⟨

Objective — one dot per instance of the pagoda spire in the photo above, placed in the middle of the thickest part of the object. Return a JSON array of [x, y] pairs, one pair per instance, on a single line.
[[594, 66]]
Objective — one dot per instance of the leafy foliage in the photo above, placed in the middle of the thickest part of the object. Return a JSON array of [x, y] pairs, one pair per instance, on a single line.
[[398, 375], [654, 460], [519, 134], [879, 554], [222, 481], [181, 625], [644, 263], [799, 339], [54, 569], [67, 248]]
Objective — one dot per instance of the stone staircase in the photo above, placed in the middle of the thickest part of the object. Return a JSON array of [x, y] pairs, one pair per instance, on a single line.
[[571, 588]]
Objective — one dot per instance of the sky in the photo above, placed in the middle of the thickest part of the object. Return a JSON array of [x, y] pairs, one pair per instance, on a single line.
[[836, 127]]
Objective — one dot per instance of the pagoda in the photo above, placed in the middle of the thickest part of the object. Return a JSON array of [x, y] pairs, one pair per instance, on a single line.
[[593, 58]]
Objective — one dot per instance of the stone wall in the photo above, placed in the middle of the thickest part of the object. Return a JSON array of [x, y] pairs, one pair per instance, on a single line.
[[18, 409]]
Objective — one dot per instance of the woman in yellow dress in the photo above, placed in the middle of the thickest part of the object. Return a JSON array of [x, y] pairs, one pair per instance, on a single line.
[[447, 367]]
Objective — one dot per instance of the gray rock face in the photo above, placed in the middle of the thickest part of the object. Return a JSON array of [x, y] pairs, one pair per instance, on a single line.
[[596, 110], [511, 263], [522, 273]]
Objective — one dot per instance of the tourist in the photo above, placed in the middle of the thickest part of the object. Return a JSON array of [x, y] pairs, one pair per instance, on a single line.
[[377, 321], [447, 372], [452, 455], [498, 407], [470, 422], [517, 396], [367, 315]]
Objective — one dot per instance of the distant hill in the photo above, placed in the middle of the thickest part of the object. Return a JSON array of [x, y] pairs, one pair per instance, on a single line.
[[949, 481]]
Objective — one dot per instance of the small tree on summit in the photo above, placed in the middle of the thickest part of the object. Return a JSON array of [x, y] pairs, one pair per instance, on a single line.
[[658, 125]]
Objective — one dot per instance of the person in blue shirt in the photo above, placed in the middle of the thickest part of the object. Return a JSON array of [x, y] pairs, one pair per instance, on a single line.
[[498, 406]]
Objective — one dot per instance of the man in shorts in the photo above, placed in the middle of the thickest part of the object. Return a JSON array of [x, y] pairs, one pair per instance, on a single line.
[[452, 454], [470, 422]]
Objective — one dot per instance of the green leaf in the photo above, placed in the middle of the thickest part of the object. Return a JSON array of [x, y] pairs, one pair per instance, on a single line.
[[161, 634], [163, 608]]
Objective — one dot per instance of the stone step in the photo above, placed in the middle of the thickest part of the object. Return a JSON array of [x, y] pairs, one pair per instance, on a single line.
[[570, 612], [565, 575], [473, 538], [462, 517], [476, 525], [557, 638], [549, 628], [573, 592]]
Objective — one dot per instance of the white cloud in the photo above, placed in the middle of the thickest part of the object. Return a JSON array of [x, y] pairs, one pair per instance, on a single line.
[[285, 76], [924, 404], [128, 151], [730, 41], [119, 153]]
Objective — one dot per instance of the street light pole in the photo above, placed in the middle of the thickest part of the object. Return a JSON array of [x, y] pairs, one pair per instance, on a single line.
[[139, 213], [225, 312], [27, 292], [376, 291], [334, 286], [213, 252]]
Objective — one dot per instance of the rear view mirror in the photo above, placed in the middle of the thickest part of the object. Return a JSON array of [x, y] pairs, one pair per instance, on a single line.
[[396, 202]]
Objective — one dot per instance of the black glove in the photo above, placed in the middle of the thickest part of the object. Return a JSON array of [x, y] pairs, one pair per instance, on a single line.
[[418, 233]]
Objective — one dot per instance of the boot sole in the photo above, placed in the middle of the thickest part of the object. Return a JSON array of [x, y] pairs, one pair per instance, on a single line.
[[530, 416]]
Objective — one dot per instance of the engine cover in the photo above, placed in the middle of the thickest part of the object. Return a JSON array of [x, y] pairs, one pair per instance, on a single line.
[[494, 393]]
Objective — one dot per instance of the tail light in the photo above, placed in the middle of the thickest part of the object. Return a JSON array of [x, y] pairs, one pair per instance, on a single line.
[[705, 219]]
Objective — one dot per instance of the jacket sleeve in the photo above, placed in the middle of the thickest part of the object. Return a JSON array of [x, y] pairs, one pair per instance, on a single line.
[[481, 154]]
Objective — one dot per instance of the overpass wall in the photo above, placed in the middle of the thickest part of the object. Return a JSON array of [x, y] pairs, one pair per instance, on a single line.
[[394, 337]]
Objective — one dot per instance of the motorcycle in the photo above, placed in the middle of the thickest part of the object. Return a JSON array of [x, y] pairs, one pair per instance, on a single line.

⟩

Render all of the data above as a Markdown table with the columns "No." and "Entry". Put one nonblank line in each row with its sequence number, and leave out blank lines.

EXERCISE RESPONSE
| No. | Entry |
|---|---|
| 1 | Objective — one dot per instance of the pagoda spire in the photo above, placed in the middle of the thickest part of the object. Return a JSON array of [x, y] pairs, one pair per instance, on a single line. |
| 2 | [[594, 66]] |
| 3 | Objective — one dot per instance of the leafy foliage in the photo above, placed in the middle of the thickest part of the object. Return a JSON array of [x, y] pairs, one pair per instance, on a single line. |
| 4 | [[398, 375], [654, 460], [519, 134], [879, 554], [222, 481], [181, 625], [644, 263], [799, 339], [54, 569], [67, 248]] |
| 5 | Objective — one dot per instance of the stone staircase in the photo above, placed in the middle of the thickest part of the object. Return a JSON array of [x, y] pairs, one pair per instance, on a single line. |
| 6 | [[571, 588]] |
| 7 | Objective — one dot per instance of the sky in the photo above, placed in the middle of the thickest part of the object. Return a JSON array of [x, y] pairs, one pair per instance, on a single line. |
| 8 | [[836, 127]] |
| 9 | Objective — one dot per instance of the pagoda in the photo above, placed in the middle of the thickest part of the object. Return a JSON array of [x, y] pairs, one pair per instance, on a single line. |
| 10 | [[593, 58]] |
| 11 | Objective — one dot per instance of the stone wall in the photo above, placed in the middle of the thickest part of the object. Return a JSON array of [x, y] pairs, one pair per instance, on a single line. |
| 12 | [[18, 409]] |
| 13 | Objective — one dot per instance of the woman in yellow dress in the photo above, placed in the middle of the thickest part of the object. Return a JSON array of [x, y] pairs, one pair per instance, on a single line. |
| 14 | [[447, 367]] |
| 15 | Objective — one dot per instance of the gray rock face in the photo above, placed in the middle of the thickest part of the object. Return a JSON array of [x, y] pairs, one pair per instance, on a single line. |
| 16 | [[596, 110], [511, 263], [522, 273]] |
| 17 | Objective — one dot per instance of the tourist in the photo above, placed in the middle of the thickest part of the object. Return a JSON array of [x, y] pairs, one pair per instance, on a single line. |
| 18 | [[377, 321], [447, 372], [452, 455], [498, 407], [470, 422], [517, 396], [367, 315]] |
| 19 | Objective — one dot per instance of the distant hill in the photo above, placed in the middle of the thickest part of the object. Return a JSON array of [x, y] pairs, one pair per instance, on a single line. |
| 20 | [[949, 481]] |
| 21 | Objective — one dot per instance of the small tree on summit in the photo above, placed in the middle of the thickest part of the object. Return a JSON array of [x, y] pairs, one pair per instance, on a single line. |
| 22 | [[658, 125]] |
| 23 | Objective — one dot per instance of the person in blue shirt in the photo above, placed in the middle of the thickest part of the object. Return a JSON array of [x, y] pairs, one pair per instance, on a single line. |
| 24 | [[498, 406]] |
| 25 | Objective — one dot per instance of the man in shorts in the photo above, placed in the middle of the thickest part of the object. Return a JSON array of [x, y] pairs, one pair per instance, on a single line. |
| 26 | [[452, 454], [470, 422]] |
| 27 | Objective — one dot per instance of the green leaf in the photo above, placed in the middle of the thickest part of the object. Return a JSON array of [x, y] pairs, one pair per instance, on a single line. |
| 28 | [[161, 634], [163, 608]] |
| 29 | Objective — one dot per instance of the stone step in the photo above, placed in the middle of the thickest part of the object. Return a JSON array of [x, y] pairs, one pair per instance, on a single line. |
| 30 | [[570, 612], [565, 575], [473, 538], [462, 517], [476, 525], [557, 638], [549, 628], [573, 592]] |
| 31 | Objective — one dot per instance of the white cloud in the photo above, placed in the middle of the thickest part of the object. Return a JSON array of [x, y] pairs, one pair per instance, on a single line. |
| 32 | [[285, 76], [924, 404], [128, 151], [730, 41], [119, 153]] |
| 33 | Objective — one dot per instance of the street light pole in the photo above, placed in the middle of the thickest part of the object. Return a JSON array of [x, y] pairs, one pair per instance, on a single line. |
| 34 | [[139, 213], [225, 312], [27, 292], [376, 291], [334, 286], [213, 252]] |
| 35 | Objective — one dot per instance of the rear view mirror in the photo above, placed in the middle of the thickest part of the object. Return a JSON array of [x, y] pairs, one pair per instance, on a single line. |
| 36 | [[396, 202]] |
| 37 | Objective — one dot per instance of the black glove in the photo above, placed in the middle of the thickest part of the object. Return a JSON array of [x, y] pairs, one pair per instance, on a single line. |
| 38 | [[418, 233]] |
| 39 | Objective — one dot per instance of the boot sole in the photo above, placed in the middle of the thickest part of the object. Return a JSON array of [x, y] pairs, one pair per instance, on a single line. |
| 40 | [[530, 416]] |
| 41 | Objective — one dot per instance of the engine cover in the photo above, placed in the middle of the thickest part of the object. Return a JSON array of [x, y] pairs, one pair per instance, on a single line. |
| 42 | [[494, 393]] |
| 43 | Objective — one dot per instance of the tail light in the photo above, placed in the middle of the thickest part of the object. Return a JSON array of [x, y] pairs, one pair per instance, on a single line. |
| 44 | [[705, 219]] |
| 45 | Objective — one dot per instance of the jacket sleeve in the photo above, placed in the middle of the thickest part of the object. Return a JSON array of [x, y] pairs, one pair per instance, on a single line. |
| 46 | [[481, 154]] |
| 47 | Objective — one dot per instance of the overpass wall in the photo above, placed in the middle of the thickest part of the object. Return a JSON array of [x, y] pairs, one pair per instance, on a single line. |
| 48 | [[394, 337]] |
| 49 | Objective — one dot per instance of the motorcycle in the photo above, placed in the middle of the thickest part of the object. Return a JSON array of [x, y] pairs, one pair per instance, on a single line. |